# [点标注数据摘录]
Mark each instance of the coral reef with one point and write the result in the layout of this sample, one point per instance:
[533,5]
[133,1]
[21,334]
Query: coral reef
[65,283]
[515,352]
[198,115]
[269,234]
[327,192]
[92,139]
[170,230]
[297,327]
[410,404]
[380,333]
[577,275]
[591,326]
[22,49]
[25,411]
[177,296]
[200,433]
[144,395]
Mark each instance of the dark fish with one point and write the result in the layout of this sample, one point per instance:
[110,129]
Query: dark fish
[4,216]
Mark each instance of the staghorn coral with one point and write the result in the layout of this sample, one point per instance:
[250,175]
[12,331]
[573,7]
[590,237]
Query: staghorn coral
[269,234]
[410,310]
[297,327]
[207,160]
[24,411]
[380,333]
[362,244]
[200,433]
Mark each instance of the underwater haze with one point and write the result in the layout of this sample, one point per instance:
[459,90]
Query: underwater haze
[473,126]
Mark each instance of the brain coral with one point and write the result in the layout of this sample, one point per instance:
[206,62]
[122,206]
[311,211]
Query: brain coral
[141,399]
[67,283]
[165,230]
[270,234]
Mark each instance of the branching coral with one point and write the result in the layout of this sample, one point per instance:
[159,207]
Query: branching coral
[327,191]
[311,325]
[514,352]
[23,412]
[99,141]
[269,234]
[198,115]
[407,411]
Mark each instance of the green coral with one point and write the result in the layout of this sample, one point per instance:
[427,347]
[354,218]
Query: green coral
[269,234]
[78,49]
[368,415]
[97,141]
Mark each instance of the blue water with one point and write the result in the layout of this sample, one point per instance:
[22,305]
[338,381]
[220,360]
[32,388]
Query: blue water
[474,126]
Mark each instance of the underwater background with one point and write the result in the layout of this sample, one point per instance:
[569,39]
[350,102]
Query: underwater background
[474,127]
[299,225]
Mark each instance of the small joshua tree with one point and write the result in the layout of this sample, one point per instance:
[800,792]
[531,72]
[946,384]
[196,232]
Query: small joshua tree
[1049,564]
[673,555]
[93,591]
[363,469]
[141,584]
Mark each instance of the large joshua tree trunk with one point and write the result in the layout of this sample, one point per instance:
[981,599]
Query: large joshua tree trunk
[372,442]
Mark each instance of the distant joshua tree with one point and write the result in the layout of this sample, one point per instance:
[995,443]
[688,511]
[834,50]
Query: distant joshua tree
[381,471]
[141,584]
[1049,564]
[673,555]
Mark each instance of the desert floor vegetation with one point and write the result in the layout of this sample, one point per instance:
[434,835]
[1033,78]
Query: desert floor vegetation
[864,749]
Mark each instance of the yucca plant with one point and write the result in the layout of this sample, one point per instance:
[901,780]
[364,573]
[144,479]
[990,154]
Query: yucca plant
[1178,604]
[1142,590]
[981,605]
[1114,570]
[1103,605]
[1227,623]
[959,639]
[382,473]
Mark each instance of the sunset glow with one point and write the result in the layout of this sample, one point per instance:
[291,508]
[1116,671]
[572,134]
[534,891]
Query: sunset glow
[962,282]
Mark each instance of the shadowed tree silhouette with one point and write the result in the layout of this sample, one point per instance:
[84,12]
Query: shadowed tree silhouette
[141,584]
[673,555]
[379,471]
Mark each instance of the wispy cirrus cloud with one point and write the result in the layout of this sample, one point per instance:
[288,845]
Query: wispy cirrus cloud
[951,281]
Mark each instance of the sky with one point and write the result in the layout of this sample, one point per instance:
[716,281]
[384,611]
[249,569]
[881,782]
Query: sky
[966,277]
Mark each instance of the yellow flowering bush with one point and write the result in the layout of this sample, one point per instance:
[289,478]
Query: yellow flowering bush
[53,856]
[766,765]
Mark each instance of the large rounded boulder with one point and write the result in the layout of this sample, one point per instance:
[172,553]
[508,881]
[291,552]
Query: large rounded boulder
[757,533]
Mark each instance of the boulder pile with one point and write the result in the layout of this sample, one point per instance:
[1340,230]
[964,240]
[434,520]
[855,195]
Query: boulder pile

# [简短任务]
把上面的各行逐字照抄一遍，一行都不要漏。

# [本题解答]
Mark each instance of the coral reef with one point and write the result in the layout of this sample, one point per instance:
[533,5]
[133,1]
[21,334]
Query: coral reef
[65,283]
[515,352]
[198,115]
[269,234]
[327,192]
[92,139]
[170,230]
[297,327]
[410,404]
[380,333]
[577,275]
[591,326]
[22,49]
[25,411]
[177,296]
[200,433]
[144,395]
Mark each instance of the dark fish with one point and write the result in the layout of this sample, one point per instance:
[110,129]
Query: dark fish
[4,216]
Mark each instance of the staghorn coral with one point and write the result in the layout of this sample, one point per instance:
[250,175]
[12,331]
[573,7]
[590,237]
Query: staghorn coral
[269,234]
[410,310]
[297,327]
[207,160]
[24,411]
[380,333]
[362,244]
[200,433]
Mark each instance of the underwater haze with one point and write the result in the layout of this sample, one point per instance:
[459,90]
Query: underwater haze
[473,126]
Mark each instance of the brain coral with one point and write the result in the layout of this sample, one point per instance:
[206,62]
[122,206]
[311,211]
Query: brain coral
[141,399]
[67,283]
[165,230]
[270,234]
Mark each instance of the branching coral with one point and write the result in the layout of this sample, one point per instance:
[159,207]
Query: branching coral
[327,191]
[311,325]
[514,352]
[23,412]
[99,141]
[269,234]
[198,115]
[407,411]
Mark each instance of the green coral with one point and write the result in the layout of this sample, one point per instance:
[427,347]
[354,218]
Query: green coral
[269,234]
[78,49]
[368,415]
[97,141]
Mark each instance of the blue water with one point and write the result in the layout of this sample, one point per instance:
[22,305]
[338,381]
[220,360]
[32,388]
Query: blue water
[474,126]
Mark each instance of the underwater background with one point and write the result in the layout of this sample, one point per instance:
[569,39]
[350,102]
Query: underwater background
[474,127]
[299,225]
Mark each instance of the small joshua tree with one point and write the result in the layout of this sample, one point per instance:
[800,792]
[531,72]
[946,384]
[196,232]
Query: small joshua tree
[1049,564]
[673,555]
[93,591]
[363,469]
[141,584]
Mark each instance of the large joshua tree trunk with one point and write the result in the layout of this sample, one point per instance:
[981,599]
Query: large joshua tree trunk
[372,442]
Mark each instance of the distant joshua tree with one point and write the result in the layout of this sample, one point per instance:
[995,443]
[688,511]
[834,50]
Query: distant joshua tree
[381,471]
[141,584]
[1049,564]
[673,555]
Mark each instance of the desert floor vegetation with one point and write the result in the layout of this sample, one point per instance:
[434,835]
[1033,78]
Query: desert floor vegetation
[864,749]
Mark each instance of the yucca plant with one point and write the result in the layout of this sample, one point per instance:
[901,780]
[364,573]
[144,479]
[990,154]
Query: yucca plant
[1178,604]
[1142,590]
[981,605]
[1114,570]
[1103,605]
[1227,623]
[959,639]
[382,473]
Mark each instance of the sunset glow with one point and write the result in the layout of this sample, one point per instance:
[291,508]
[1116,671]
[572,134]
[534,891]
Query: sunset glow
[962,282]
Mark each instance of the shadowed tree silhouette with one point and write the result in the layout of this sample, one point per instance:
[84,12]
Query: shadowed tree silhouette
[141,584]
[673,555]
[379,471]
Mark each instance of the wispy cirrus cloud with one point and write the result in the layout of this sample, one point per instance:
[288,845]
Query: wispy cirrus cloud
[951,281]
Mark each instance of the sky with one point and write the result in the layout of this sample, one point per instance:
[716,281]
[384,611]
[249,569]
[881,782]
Query: sky
[966,277]
Mark each instance of the yellow flowering bush with one point and write the result in the layout of this sample, one point per instance:
[289,478]
Query: yellow flowering bush
[53,856]
[766,765]
Mark each instance of the large rounded boulder with one point and write the result in the layout of this sample, one point per instance:
[172,553]
[508,881]
[291,552]
Query: large rounded boulder
[757,533]
Mark each instance of the boulder pile with one point and write the result in the layout of this sample, one point per instance:
[1340,230]
[964,240]
[434,520]
[855,195]
Query: boulder pile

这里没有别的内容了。